→ **Task instructions**: Across all entries below, how many lines include "handbag"? Answer with the number alone.

Given records Start Marker

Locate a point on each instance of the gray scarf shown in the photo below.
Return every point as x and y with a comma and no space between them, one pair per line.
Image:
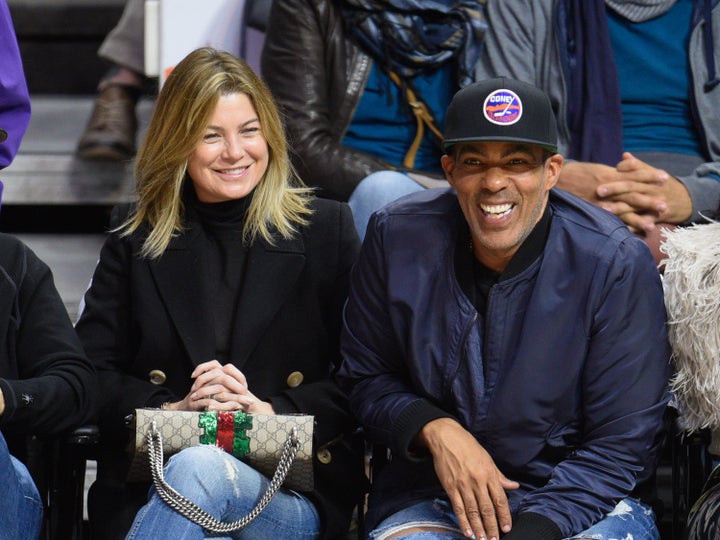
639,10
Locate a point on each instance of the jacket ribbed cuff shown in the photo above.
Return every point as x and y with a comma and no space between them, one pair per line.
409,424
531,526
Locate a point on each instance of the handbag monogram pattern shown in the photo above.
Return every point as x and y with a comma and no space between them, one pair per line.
256,439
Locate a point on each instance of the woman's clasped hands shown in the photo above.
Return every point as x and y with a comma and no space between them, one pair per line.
221,388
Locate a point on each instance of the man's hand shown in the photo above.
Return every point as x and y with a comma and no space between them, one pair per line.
639,194
645,195
474,485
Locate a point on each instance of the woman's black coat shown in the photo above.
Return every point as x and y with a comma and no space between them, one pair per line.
142,317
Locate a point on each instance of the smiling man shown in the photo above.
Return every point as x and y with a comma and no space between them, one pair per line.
507,342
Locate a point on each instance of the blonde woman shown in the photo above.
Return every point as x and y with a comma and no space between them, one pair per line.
222,288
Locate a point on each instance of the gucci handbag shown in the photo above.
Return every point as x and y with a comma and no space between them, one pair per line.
279,446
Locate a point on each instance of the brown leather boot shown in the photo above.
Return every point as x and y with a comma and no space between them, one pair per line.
112,128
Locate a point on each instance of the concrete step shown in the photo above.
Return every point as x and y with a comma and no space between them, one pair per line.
59,40
46,170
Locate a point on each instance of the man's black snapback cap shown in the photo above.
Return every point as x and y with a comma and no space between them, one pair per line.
499,110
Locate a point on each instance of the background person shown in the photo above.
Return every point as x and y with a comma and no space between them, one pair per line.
112,127
635,89
222,288
331,65
535,429
14,97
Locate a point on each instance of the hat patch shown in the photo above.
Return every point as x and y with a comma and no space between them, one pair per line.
503,107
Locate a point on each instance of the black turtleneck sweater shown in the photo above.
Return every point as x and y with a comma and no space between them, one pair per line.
225,255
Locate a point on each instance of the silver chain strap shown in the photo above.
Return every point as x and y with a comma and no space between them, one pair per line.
193,512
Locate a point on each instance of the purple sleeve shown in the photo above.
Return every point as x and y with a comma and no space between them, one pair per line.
14,98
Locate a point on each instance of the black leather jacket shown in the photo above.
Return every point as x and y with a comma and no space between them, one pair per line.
317,76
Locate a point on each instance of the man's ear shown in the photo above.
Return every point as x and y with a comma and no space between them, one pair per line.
554,166
448,165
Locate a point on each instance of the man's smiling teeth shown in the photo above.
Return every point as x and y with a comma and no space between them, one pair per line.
239,170
496,209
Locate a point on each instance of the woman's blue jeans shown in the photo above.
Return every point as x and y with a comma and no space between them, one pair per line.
375,191
629,519
228,489
20,504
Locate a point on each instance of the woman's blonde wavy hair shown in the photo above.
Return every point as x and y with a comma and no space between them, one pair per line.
183,109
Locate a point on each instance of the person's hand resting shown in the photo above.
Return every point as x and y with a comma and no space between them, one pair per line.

Given records End Marker

→ **Your solution**: 2